• _PASSAGE GIVEN_
__________________________________________________

Coding The Cartoon Brain : Artificial Neural Networks Part 2

ANN2

In the previous post we talked about Artifical Neural Networks as cartoon models of the brain, in this post we’re going to write a neural network from scratch with just numpy based on the expressions derived in the previous section. Let’s get straight to it!

Some Setup

Before we begin, we will need some helper functions, to reduce our workload, and at the same time, to work reliably under numerical instability, as is often the case when doing large-scale mathematical problems with computers.

For our purposes, we need only one script that we will just save into the same directory where we are going to create the file that will contain our code for this post. That required script can be found here.

__________________________________________________

• _RECORD EXTRACTS_
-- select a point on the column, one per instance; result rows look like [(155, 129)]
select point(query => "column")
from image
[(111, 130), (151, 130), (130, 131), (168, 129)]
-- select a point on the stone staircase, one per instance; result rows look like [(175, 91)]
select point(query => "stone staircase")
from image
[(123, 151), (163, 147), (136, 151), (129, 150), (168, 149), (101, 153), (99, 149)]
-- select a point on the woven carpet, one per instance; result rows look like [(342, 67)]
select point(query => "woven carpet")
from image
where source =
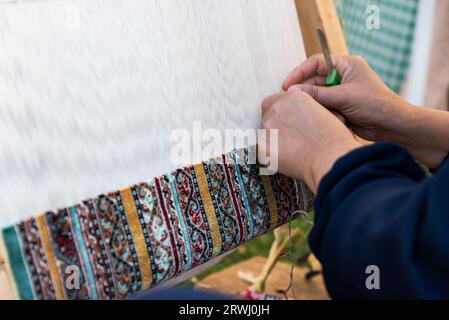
[(136, 238)]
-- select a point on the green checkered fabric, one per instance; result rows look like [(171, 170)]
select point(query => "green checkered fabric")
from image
[(387, 49)]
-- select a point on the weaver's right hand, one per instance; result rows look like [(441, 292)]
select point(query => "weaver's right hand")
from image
[(372, 110)]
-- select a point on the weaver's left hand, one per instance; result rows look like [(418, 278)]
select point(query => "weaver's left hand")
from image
[(311, 138)]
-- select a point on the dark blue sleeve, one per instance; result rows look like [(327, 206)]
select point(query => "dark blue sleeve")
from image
[(378, 207)]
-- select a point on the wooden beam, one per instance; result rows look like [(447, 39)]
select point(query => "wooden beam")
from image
[(314, 14)]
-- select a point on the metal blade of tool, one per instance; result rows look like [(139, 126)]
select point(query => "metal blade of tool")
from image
[(326, 51)]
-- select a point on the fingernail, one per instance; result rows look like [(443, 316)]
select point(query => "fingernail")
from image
[(295, 88)]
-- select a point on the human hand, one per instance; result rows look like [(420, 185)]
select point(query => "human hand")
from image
[(310, 138), (372, 110)]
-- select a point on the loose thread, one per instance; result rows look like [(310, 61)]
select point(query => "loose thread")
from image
[(305, 216)]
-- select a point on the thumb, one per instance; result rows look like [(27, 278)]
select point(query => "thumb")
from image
[(329, 97)]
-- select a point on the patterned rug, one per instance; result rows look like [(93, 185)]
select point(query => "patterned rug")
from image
[(136, 238)]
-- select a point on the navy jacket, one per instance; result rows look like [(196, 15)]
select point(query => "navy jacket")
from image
[(378, 207)]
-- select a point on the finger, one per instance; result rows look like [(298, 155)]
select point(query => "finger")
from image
[(315, 66), (338, 115), (329, 97), (269, 101), (315, 81)]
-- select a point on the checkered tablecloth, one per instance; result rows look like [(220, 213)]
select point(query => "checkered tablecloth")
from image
[(387, 49)]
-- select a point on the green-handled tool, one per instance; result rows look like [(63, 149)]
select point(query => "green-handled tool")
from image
[(332, 78)]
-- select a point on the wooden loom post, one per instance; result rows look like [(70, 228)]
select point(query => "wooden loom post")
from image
[(312, 14)]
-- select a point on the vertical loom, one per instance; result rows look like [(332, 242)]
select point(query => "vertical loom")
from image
[(64, 109)]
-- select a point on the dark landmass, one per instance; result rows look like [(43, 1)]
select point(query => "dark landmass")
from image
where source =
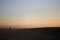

__________________________________________________

• _REQUIRED WORK_
[A] From the neural network post, print the text word for word, starting at the line containing "In the previous post" and ending after "problems with computers.".
[B] Carry on the post about writing a neural network from scratch with numpy, starting right after its final sentence.

• _EXERCISE ANSWERS_
[A]
In the previous post we talked about Artifical Neural Networks as cartoon models of the brain, in this post we’re going to write a neural network from scratch with just numpy based on the expressions derived in the previous section. Let’s get straight to it!

Some Setup

Before we begin, we will need some helper functions, to reduce our workload, and at the same time, to work reliably under numerical instability, as is often the case when doing large-scale mathematical problems with computers.

[B]
Some Generalization

In the previous post, we derived the backpropagation procedure in the non-vectorized form. However, numerical packages such as numpy make it very easy and efficient to implement these operations in vector form. We are going to understand that generalization, and then we will implement the final version in code.

The vectorized form of backpropagation is really again just the chain rule along with clever tricks from matrix calculus and linear algebra. We’re going to understand all of that here!

Vectorizing Backpropagation

If we look at the equations for the forward pass, we can spot some patterns (pun intended!), and get some hints for the backward pass as well. Let’s see what they are, by recalling the equations.

\[a_j = \sum_{i} (w_{ij} * o_{i}) + b_j\]

and

\[o_j = f(a_j)\]

Seeing the above two equations, we can see that \(a_j\) is really just a dot product between the vectors \(w_i\) and \(o_i\), to which a vector \(b\) is added. Remember that vector addition is element-wise.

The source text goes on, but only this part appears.